## Brano fornito:

________________

Si tratta di sub-cloni geneticamente diversi dello stesso clone originale, quindi di origine monoclonale. Alcuni sub-cloni saranno più favoriti, altri invece conviveranno: il risultato sarà comunque un tumore composto da cellule tumorali diverse.
Pensiamo, per ipotesi, a un tumore costituito in maggioranza da cellule di un certo tipo e in minoranza da un altro genere di cellule. Il tumore viene trattato con farmaci chemioterapici che hanno effetto solo sulle prime cellule: in un primo momento può sembrare che la chemioterapia stia facendo effetto nel distruggere il tumore, ma le cellule rimaste del secondo tipo non muoiono e possono quindi formare successivamente un secondo tumore.
Ciò sta a significare che la chemioterapia (come anche altre terapie) può selezionare dei resistenti. Due tumori dello stesso tipo non saranno mai identici a livello molecolare, ma caratterizzati da una certa eterogeneità. Quindi i farmaci non funzionano allo stesso modo per tutti i tumori, anche se colpiscono lo stesso organo, ma solo per alcuni tipi di cellule.
Le terapie personalizzate per combattere i tumori sono efficaci?
È il trattamento stesso della chemioterapia, dunque, a selezionare dei resistenti e a minacciare l’efficacia dei farmaci.

________________

## Compiti da svolgere:
1) Rispondi a queste domande sul brano sull'eterogeneità dei tumori:
(a) Di quale origine sono i sub-cloni geneticamente diversi dello stesso clone originale?
(b) Nell'esempio ipotetico, su quali cellule hanno effetto i farmaci chemioterapici?
(c) Che cosa non saranno mai due tumori dello stesso tipo a livello molecolare?
2) Nel brano sull'eterogeneità dei tumori, riscrivi il passo da "Le terapie personalizzate" a "l’efficacia dei farmaci." sostituendo "chemioterapia" con "radioterapia".

## Dati dell'esercizio:
________________

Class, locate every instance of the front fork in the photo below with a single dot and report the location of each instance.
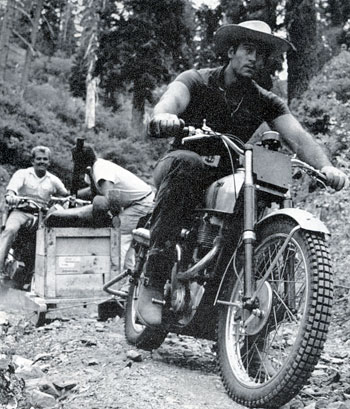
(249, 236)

________________

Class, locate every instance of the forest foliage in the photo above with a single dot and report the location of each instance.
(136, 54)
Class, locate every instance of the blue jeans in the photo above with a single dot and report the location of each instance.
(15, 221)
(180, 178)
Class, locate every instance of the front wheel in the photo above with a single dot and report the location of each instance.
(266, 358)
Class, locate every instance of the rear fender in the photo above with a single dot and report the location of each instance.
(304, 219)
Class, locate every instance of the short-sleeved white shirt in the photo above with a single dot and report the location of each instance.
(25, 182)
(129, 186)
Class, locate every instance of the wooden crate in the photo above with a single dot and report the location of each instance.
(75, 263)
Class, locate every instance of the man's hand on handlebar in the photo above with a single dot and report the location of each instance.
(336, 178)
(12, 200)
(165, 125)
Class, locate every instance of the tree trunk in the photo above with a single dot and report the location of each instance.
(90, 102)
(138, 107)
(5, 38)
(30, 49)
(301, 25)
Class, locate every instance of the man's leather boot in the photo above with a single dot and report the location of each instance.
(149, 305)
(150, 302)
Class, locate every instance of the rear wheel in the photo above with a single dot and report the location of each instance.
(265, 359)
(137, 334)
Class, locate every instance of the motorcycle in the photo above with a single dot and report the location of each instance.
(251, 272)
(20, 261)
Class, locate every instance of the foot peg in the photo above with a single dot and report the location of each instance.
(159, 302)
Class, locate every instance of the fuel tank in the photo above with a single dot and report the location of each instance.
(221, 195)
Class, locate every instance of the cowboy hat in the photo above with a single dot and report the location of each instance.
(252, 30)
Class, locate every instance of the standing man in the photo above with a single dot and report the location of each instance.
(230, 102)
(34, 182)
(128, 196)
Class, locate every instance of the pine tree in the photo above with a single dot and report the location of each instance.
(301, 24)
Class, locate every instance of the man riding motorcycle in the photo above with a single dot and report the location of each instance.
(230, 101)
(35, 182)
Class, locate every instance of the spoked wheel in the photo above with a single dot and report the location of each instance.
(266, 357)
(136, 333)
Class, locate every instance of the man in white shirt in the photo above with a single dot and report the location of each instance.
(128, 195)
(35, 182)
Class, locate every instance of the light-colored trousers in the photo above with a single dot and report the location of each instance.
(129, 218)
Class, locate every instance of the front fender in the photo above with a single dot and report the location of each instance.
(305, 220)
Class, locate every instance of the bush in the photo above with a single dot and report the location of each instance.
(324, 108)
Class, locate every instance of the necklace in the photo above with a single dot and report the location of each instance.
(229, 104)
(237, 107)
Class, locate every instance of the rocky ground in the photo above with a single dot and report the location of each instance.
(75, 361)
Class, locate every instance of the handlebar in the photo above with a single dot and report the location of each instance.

________________

## Risultati dell'esercizio:
1)
(a) Sono di origine monoclonale.
(b) Hanno effetto solo sulle prime cellule, cioè quelle del tipo presente in maggioranza.
(c) Non saranno mai identici.

2)
Le terapie personalizzate per combattere i tumori sono efficaci?
È il trattamento stesso della radioterapia, dunque, a selezionare dei resistenti e a minacciare l’efficacia dei farmaci.